>> Begin Data shown

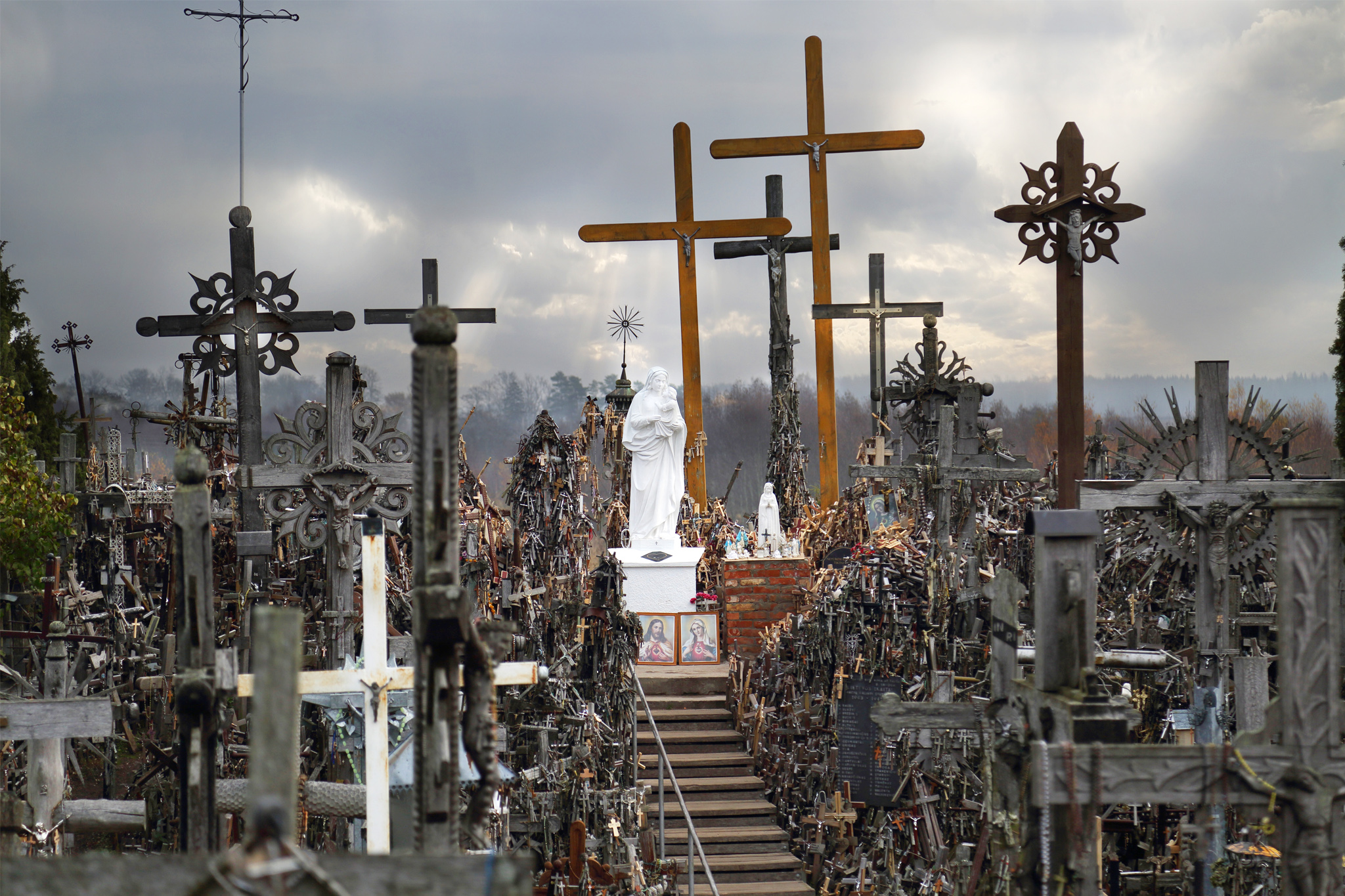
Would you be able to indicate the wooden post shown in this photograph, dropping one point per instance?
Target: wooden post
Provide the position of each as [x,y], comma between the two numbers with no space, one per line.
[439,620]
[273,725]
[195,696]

>> End Data shown
>> Begin Data shown

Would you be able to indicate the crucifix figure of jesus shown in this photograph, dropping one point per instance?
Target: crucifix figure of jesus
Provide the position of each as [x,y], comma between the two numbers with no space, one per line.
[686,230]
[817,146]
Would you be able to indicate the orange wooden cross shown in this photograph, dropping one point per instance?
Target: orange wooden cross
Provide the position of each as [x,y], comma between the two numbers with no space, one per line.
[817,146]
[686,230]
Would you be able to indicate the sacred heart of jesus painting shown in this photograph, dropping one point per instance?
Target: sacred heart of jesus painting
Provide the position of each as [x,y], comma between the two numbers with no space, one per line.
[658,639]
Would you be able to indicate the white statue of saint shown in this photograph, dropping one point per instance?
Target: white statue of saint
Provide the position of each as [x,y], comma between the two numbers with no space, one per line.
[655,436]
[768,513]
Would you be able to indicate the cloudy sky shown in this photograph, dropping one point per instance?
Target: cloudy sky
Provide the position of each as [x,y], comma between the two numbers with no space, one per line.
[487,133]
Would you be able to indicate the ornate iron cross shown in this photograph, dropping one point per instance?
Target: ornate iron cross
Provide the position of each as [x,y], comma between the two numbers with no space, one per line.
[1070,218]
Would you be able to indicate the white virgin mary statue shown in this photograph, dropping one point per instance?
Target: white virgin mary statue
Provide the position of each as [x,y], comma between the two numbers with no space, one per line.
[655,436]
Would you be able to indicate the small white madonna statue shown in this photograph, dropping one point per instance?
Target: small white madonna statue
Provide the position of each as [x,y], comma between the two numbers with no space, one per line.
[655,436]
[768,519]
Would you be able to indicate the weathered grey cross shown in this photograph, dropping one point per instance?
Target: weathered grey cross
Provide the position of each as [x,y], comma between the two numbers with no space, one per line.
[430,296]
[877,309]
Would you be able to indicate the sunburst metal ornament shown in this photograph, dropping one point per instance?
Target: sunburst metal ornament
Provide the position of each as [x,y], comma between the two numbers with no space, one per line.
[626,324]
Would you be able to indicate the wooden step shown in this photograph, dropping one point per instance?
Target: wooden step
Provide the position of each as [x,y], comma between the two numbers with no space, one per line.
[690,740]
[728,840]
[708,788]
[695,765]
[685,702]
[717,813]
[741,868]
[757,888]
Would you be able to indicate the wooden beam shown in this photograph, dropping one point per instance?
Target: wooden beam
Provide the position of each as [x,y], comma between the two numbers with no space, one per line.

>> End Data shown

» **Exercise instructions**: Which lines of the entries contain the word "madonna"? List each of them in full.

» **Output**:
Would you be able to indicate the small white madonna statue shown in this photograph, dropping one point per instance?
Target: small white madonna statue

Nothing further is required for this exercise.